Retype the following rows word for word, leaving out the pictures.

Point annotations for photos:
::::::::

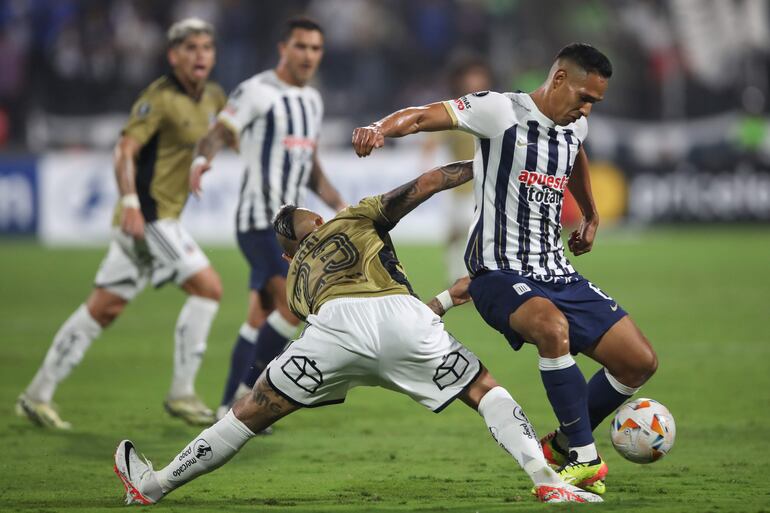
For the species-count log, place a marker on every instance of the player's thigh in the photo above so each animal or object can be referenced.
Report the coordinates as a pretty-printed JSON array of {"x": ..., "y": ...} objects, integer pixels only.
[
  {"x": 205, "y": 283},
  {"x": 625, "y": 352},
  {"x": 263, "y": 406},
  {"x": 177, "y": 257},
  {"x": 498, "y": 295},
  {"x": 417, "y": 356},
  {"x": 122, "y": 274},
  {"x": 261, "y": 250}
]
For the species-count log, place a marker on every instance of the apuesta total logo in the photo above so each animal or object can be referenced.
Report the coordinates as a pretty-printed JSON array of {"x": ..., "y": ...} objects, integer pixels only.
[{"x": 549, "y": 190}]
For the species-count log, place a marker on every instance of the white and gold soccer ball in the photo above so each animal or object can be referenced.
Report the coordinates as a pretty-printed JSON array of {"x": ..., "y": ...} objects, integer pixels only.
[{"x": 643, "y": 430}]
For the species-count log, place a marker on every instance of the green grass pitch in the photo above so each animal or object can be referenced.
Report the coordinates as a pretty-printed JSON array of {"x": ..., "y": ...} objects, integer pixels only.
[{"x": 700, "y": 295}]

::::::::

* _THE ANSWER_:
For the species-count log, place a marker on every instance of the player's thigh in the photo above so each animal or object can be referenced.
Report the coordinates as a pretty-printed JSON array of {"x": ..., "y": ...} objects, integer pixels only.
[
  {"x": 205, "y": 283},
  {"x": 625, "y": 352},
  {"x": 263, "y": 406},
  {"x": 177, "y": 257},
  {"x": 498, "y": 295},
  {"x": 417, "y": 356},
  {"x": 122, "y": 274},
  {"x": 261, "y": 250}
]
For the species-count log, place a marker on every instance of the apuesta total logo in the photo above so each animal or object can be referenced.
Report the coordinates as a pretty-printed JSON array of {"x": ..., "y": ...} objects, integer pixels only.
[{"x": 549, "y": 190}]
For the species-count log, place a marker on every instance of the white and gold soccer ball in the photo above so each animal or object can be referenced.
Report the coordinates as a pretty-printed JSON array of {"x": ..., "y": ...} objects, integer pixels only.
[{"x": 643, "y": 430}]
For the species-count log, place a marker on every instance of the green grass pitch in the photo above so each animal or object can be referenced.
Report the coordinates as a pretty-printed JSON array of {"x": ..., "y": ...} objects, integer pixels only.
[{"x": 700, "y": 295}]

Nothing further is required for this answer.